=== Exercise brief ===
Leaving out the pictures, transcribe all of the records faithfully.

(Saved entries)
============================================================

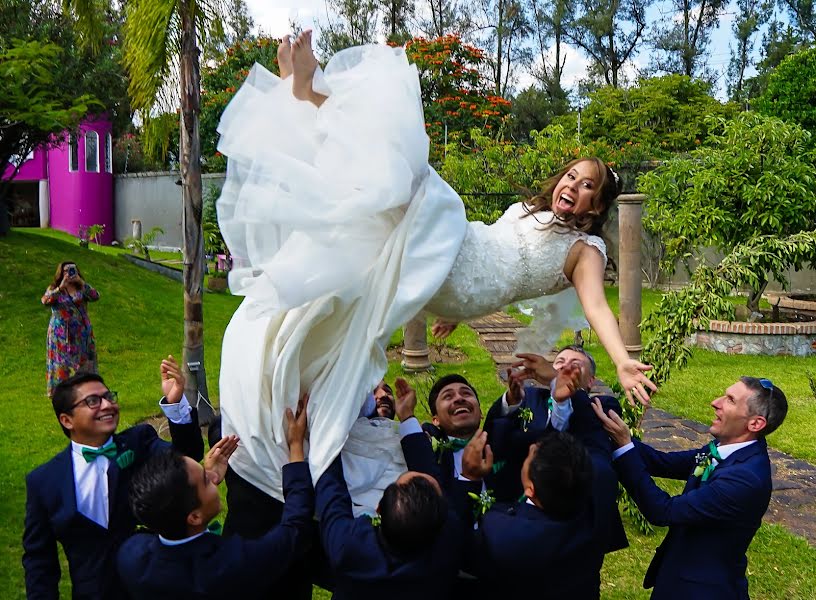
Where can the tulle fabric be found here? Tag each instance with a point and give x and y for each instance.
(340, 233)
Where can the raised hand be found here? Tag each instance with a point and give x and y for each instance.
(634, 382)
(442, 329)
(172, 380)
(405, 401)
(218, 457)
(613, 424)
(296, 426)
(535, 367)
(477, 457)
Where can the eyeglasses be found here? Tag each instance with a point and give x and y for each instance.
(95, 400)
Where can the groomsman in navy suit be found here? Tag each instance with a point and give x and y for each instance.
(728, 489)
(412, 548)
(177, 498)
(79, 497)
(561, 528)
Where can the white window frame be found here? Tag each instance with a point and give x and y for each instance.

============================================================

=== Answer to this exercise ===
Where can the tulle fabric be found here? Tag each instance with a point and give x and y for each instance.
(340, 233)
Where can the raised hand be found here? Tag each instance with a point and give x and y for each instance.
(634, 382)
(442, 329)
(172, 380)
(405, 401)
(218, 457)
(613, 424)
(296, 426)
(535, 367)
(477, 457)
Where can the eyeglasses be found here? Tag each instance with a point and give x and y for each instance.
(95, 400)
Where can the groomsman in navy suit be found here? Tag each instance with a point and give x and y for each instance.
(728, 489)
(412, 548)
(177, 498)
(79, 497)
(561, 528)
Where can the white window frame be found here? Tag each instance with a point and give x and y for each instance.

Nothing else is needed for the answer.